(MATERIAL FOR THE TASK):
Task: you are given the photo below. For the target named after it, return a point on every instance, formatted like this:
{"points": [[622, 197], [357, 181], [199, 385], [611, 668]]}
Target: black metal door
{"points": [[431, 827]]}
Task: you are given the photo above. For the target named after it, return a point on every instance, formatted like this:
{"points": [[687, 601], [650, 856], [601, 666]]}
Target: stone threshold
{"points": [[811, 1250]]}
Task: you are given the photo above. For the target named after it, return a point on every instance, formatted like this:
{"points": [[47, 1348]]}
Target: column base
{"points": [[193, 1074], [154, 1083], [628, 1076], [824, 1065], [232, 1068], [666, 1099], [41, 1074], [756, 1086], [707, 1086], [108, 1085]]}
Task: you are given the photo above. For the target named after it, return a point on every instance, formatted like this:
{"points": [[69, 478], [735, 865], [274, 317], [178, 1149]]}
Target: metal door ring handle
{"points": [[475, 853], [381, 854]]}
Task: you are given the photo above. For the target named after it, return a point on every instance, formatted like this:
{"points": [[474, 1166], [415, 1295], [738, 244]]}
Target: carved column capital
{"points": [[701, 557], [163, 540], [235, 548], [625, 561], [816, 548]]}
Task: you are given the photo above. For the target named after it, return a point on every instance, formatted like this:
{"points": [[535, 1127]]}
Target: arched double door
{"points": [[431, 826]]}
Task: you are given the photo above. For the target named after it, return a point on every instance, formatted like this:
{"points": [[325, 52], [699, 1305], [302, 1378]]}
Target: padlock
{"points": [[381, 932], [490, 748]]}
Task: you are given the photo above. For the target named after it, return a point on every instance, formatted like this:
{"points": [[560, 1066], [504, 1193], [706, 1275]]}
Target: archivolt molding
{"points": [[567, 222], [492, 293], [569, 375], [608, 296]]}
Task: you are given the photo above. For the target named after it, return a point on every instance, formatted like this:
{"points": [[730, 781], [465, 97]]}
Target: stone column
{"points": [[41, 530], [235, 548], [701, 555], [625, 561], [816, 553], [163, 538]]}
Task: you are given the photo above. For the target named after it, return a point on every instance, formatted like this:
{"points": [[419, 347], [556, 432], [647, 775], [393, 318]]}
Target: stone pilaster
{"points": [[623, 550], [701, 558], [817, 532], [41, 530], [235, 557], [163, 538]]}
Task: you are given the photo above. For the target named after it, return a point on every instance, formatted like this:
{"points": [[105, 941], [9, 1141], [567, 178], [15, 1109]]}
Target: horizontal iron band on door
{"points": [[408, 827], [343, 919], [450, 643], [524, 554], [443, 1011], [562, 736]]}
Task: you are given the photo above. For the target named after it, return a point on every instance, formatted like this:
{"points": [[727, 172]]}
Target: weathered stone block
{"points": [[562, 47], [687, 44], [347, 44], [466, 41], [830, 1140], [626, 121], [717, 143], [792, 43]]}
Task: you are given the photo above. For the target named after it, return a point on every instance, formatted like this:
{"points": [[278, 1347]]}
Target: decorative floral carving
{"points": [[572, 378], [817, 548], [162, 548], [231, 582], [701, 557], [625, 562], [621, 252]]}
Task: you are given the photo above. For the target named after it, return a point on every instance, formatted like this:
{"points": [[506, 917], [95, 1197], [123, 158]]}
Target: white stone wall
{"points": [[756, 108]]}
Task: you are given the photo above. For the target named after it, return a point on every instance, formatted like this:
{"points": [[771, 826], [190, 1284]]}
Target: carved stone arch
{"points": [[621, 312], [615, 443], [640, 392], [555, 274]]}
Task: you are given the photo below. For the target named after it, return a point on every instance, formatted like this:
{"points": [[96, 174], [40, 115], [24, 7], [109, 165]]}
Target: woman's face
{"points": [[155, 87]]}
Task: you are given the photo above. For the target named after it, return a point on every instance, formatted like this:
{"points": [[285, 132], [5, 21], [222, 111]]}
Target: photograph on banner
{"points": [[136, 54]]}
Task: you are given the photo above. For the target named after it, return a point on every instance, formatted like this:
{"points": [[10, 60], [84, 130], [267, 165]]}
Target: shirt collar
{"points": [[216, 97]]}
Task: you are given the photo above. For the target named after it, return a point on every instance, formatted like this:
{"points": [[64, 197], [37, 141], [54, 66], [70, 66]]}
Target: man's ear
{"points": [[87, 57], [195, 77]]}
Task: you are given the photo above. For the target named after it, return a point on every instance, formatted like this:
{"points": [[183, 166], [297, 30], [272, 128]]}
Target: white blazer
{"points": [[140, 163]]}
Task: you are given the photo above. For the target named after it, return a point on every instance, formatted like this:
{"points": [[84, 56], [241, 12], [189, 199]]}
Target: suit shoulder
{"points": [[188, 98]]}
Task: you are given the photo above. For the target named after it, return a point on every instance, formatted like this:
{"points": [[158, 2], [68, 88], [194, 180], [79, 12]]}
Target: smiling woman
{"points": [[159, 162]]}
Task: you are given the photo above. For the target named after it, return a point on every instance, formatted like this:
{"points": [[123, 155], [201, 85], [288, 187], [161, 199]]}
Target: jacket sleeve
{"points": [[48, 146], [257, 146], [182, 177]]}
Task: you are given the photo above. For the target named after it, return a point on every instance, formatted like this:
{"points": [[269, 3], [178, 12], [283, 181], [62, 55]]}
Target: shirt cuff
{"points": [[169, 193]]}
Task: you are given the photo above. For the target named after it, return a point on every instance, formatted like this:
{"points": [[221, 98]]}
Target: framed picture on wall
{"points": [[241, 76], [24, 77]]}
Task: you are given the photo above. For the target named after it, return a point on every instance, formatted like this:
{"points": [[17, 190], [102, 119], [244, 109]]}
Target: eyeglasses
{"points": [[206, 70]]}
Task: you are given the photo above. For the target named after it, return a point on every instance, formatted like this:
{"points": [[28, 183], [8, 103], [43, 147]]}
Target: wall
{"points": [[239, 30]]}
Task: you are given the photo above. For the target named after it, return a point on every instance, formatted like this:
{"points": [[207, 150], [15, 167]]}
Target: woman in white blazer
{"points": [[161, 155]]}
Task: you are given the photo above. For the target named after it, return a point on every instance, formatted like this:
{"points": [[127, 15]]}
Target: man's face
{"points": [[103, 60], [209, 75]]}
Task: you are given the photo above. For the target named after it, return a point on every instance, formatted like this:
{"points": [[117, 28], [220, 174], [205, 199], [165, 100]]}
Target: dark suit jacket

(DIRECTIONS):
Copy every entry exactly as it is given.

(OUTPUT FOR THIS EXERCISE):
Task: you are given the photo below. For the target named after it, return a point on every instance, formatted like this:
{"points": [[622, 197], [357, 181], [199, 385], [611, 668]]}
Target: black metal door
{"points": [[431, 827]]}
Task: you are given the photo above. For the target named after it, return a point on every instance, formatted like this:
{"points": [[687, 601], [650, 856], [601, 666]]}
Target: stone threshold
{"points": [[811, 1250]]}
Task: you are given the photo above. For the target named after it, return a point on every instance, formatted like this:
{"points": [[47, 1348]]}
Target: column base
{"points": [[193, 1074], [154, 1083], [628, 1076], [824, 1065], [232, 1068], [666, 1099], [41, 1074], [756, 1086], [707, 1086], [108, 1085]]}
Task: you are given the photo above. For the target named after it, return a point on every instance, formatted like this:
{"points": [[69, 478], [735, 865], [274, 317], [178, 1149]]}
Target: metal door ring handle
{"points": [[475, 853], [381, 854]]}
Task: you are given the photo above. For the target named after it, return a point on every instance, formatted like this:
{"points": [[474, 1166], [415, 1295], [738, 244]]}
Target: carved column capital
{"points": [[701, 557], [163, 540], [235, 548], [625, 561], [816, 548]]}
Task: you are given the photo above. For the target named after it, return a point on every instance, formatted like this:
{"points": [[535, 1127]]}
Target: arched double door
{"points": [[431, 826]]}
Task: you are given the photo above. For the target named after it, return a point on every instance, formatted like this:
{"points": [[325, 52], [699, 1305], [302, 1378]]}
Target: padlock
{"points": [[381, 932], [490, 748]]}
Task: you are given the photo above. For the target named after it, return a point on every instance, formatted like this:
{"points": [[560, 1066], [504, 1193], [706, 1275]]}
Target: archivolt molding
{"points": [[567, 222], [492, 293], [569, 375], [608, 296]]}
Task: you are given the photo above. For the target named after it, return a point on every instance, formatted like this:
{"points": [[730, 781], [465, 97]]}
Target: stone column
{"points": [[41, 530], [235, 548], [701, 555], [625, 561], [816, 553], [163, 538]]}
Task: you are given the photo above. For the target named after it, return a point on every instance, formatted like this:
{"points": [[419, 347], [556, 432], [647, 775], [393, 318]]}
Target: stone pilaster
{"points": [[623, 550], [701, 558], [817, 532], [41, 530], [235, 557], [163, 538]]}
Task: you are given the photo above. For the target named after it, return a point on every instance, formatted like this:
{"points": [[105, 941], [9, 1141], [567, 178], [15, 1109]]}
Target: horizontal iron band on door
{"points": [[408, 827], [343, 919], [450, 643], [524, 554], [443, 1011], [562, 736]]}
Task: you are given the photo above. For the target named after it, return a point on every instance, formatted like this:
{"points": [[727, 172]]}
Target: weathered stone block
{"points": [[562, 47], [687, 44], [347, 44], [466, 41], [830, 1140], [626, 121], [717, 143], [792, 43]]}
Task: you are given the photo above. For the target named after it, return a point on every instance, formatted like this:
{"points": [[278, 1347]]}
Target: decorative floral carving
{"points": [[572, 378], [817, 548], [162, 548], [231, 582], [701, 557], [625, 562], [621, 252]]}
Task: you are given the photo above. For the target named after it, return a point on every instance, formatted like this:
{"points": [[506, 917], [95, 1197], [123, 158]]}
Target: white stone wall
{"points": [[756, 108]]}
Task: you are given the photo above. For the target named after it, return a point on every instance, formatted like this:
{"points": [[771, 826], [190, 1284]]}
Target: carved stone arch
{"points": [[621, 312], [615, 443], [640, 392], [555, 274]]}
Task: you are given the photo below. For the target named after it, return a point on every instance, formatted like this:
{"points": [[96, 174], [40, 115], [24, 7], [109, 165]]}
Target: woman's face
{"points": [[155, 87]]}
Task: you are given the photo above. For the target named after it, return a point on every instance, formatted like this:
{"points": [[285, 132], [5, 21], [222, 111]]}
Target: photograph on banner
{"points": [[136, 54]]}
Task: you are given the photo above. For the target named after it, return a point on every instance, formatted like this:
{"points": [[10, 60], [84, 130], [267, 165]]}
Target: shirt collar
{"points": [[216, 97]]}
Task: you are given the photo above. For the target named after it, return a point on every instance, formatted like this:
{"points": [[64, 197], [37, 141], [54, 66], [70, 66]]}
Target: man's ear
{"points": [[87, 57], [195, 77]]}
Task: you are given the photo above. For the target named after it, return a point on every instance, formatted like this:
{"points": [[183, 166], [297, 30], [272, 128]]}
Target: white blazer
{"points": [[140, 163]]}
Task: you are given the photo above. For the target named after it, return a point on every instance, formatted like this:
{"points": [[84, 56], [241, 12], [189, 199]]}
Target: suit shoulder
{"points": [[188, 98]]}
Task: you are given the photo above. For the target named after it, return a point on every instance, formatted like this:
{"points": [[158, 2], [68, 88], [194, 180], [79, 12]]}
Target: smiling woman
{"points": [[159, 162]]}
Task: you are given the photo above. For the target named after it, return a point on every instance, formatted like this:
{"points": [[123, 155], [201, 85], [288, 187], [161, 199]]}
Target: jacket sleeve
{"points": [[48, 146], [257, 146], [182, 177]]}
Task: you are given the photo above. For the target named after it, return a point on every instance, formatted like this:
{"points": [[269, 3], [178, 12], [283, 181], [62, 55]]}
Target: shirt cuff
{"points": [[169, 193]]}
Task: you are given the photo above. For the target named after it, return a point on every instance, formatted like this:
{"points": [[221, 98]]}
Target: framed picture on wall
{"points": [[241, 76], [24, 77]]}
Task: you are given the photo above. For the target named after it, return a point on every instance, formatted like this:
{"points": [[17, 190], [102, 119], [244, 109]]}
Target: eyeglasses
{"points": [[206, 70]]}
Task: you are given the photo above. For the target named after it, return a point on every instance, formatted like this:
{"points": [[28, 183], [8, 103], [43, 147]]}
Target: wall
{"points": [[239, 30]]}
Task: you are given the photo above. For the target named after it, return a point on every instance, formatted like this:
{"points": [[207, 150], [15, 167]]}
Target: woman in white blazer
{"points": [[161, 155]]}
Task: you are given the photo above. For the target named after it, return a point on every instance, formatted like this:
{"points": [[127, 15]]}
Target: man's face
{"points": [[103, 60], [209, 75]]}
Task: you are given the photo above. For the target named after it, return a point on every instance, formatted like this:
{"points": [[117, 28], [220, 174], [205, 199], [165, 100]]}
Target: dark suit jacket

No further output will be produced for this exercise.